• **Selected text**:
╭──
China’s National People’s Congress for 2024 and the market response again highlighted how far apart the views of China’s authorities and global investors are on both the current health of the economy and the way to achieve long-term prosperity.

China’s 2024 National People’s Congress met expectations with respect to key policy actions, but disappointed in terms of sentiment – market participants clearly hopeful the new year would bring a more aggressive policy style. As was the case throughout 2023, the market and China’s authorities currently have very different perspectives on the economy’s immediate health and the long-term path to prosperity, with authorities confidence in the dividend from trade and investment ex-housing intact but the market of the belief that housing must again take a leading role in China’s growth story.

According to the 2024 government work report delivered at the NPC, GDP growth of “around 5%” is expected to again be achieved in 2024 after a 5.2% gain in 2023. Year-over-year, direct support from the central government is little changed, 2024’s deficit target of 3.0% the same as 2023.

October’s late revision of the 2023 deficit target to 3.8% will also support activity in 2024, as will an additional RMB1trn in sovereign special bonds – a stop-gap measure to sure-up infrastructure investment while local government funding through land sales is impaired. Still, there is no evidence of authorities believing their support for the economy must be dialled up.

Whereas the growth and fiscal targets are best considered hard targets, authorities 3.0% CPI projection is more a symbol of intent. What the target speaks to is a plan to bolster household employment and incomes through trade and investment and, in time, justify a sustained rebound in consumer perceptions of their family finances and wealth. In doing so, authorities will encourage the use of existing and new capacity and thereby create a supportive environment for profitability, wage growth and consequently domestic inflation.

For consumer views of family finances to fully heal however, further targeted support for housing construction is also necessary. While this began in 2023, 2024 must see a material expansion through additional funding and liquidity being made available for developers and local governments as well as clear direction from the Central Government that their reform process is complete.

A core focus of the housing reforms has been the re-shaping of the construction pipeline to focus on the development of housing for low and middle-income households to ‘live in’ as opposed to product for investors. With interest rates and deposit rates having been cut significantly, an end to uncertainty over developers’ finances should quickly see the investment pipeline refill and investment begin to grow on households’ terms not direct Government support.
╰──
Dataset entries
╭──
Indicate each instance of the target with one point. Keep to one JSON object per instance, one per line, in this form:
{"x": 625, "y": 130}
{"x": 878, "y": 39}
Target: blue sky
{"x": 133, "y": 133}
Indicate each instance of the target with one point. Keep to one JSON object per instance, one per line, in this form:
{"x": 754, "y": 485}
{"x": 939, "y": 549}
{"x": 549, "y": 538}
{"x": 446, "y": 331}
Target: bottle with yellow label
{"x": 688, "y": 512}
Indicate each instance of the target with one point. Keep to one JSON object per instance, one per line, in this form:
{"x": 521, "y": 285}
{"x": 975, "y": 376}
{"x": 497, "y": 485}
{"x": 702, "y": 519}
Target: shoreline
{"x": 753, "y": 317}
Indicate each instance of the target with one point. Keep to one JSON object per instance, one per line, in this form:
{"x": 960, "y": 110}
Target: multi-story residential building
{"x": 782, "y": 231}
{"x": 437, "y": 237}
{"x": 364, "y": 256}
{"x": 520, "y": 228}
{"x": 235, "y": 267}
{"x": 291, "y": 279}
╰──
╭──
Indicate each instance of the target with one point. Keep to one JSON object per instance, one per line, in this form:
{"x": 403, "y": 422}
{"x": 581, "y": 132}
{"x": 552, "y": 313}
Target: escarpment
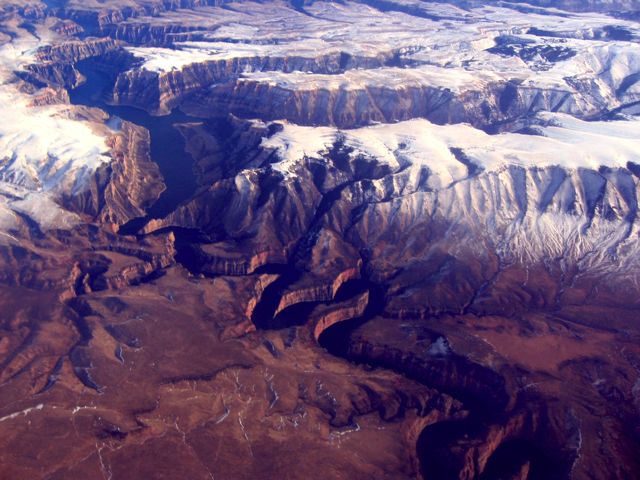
╰──
• **Exercise set**:
A - According to the commentary on China's 2024 National People's Congress, what role does the additional RMB1trn in sovereign special bonds serve?
B - Revise the stretch of the NPC commentary from "For consumer views" through "direct Government support." so that "property developers" takes the place of "developers".

• **Expected outputs**:
A - The additional RMB1trn in sovereign special bonds is a stop-gap measure to shore up infrastructure investment. It is needed because local government funding through land sales is impaired.

B -
For consumer views of family finances to fully heal however, further targeted support for housing construction is also necessary. While this began in 2023, 2024 must see a material expansion through additional funding and liquidity being made available for property developers and local governments as well as clear direction from the Central Government that their reform process is complete.

A core focus of the housing reforms has been the re-shaping of the construction pipeline to focus on the development of housing for low and middle-income households to ‘live in’ as opposed to product for investors. With interest rates and deposit rates having been cut significantly, an end to uncertainty over property developers’ finances should quickly see the investment pipeline refill and investment begin to grow on households’ terms not direct Government support.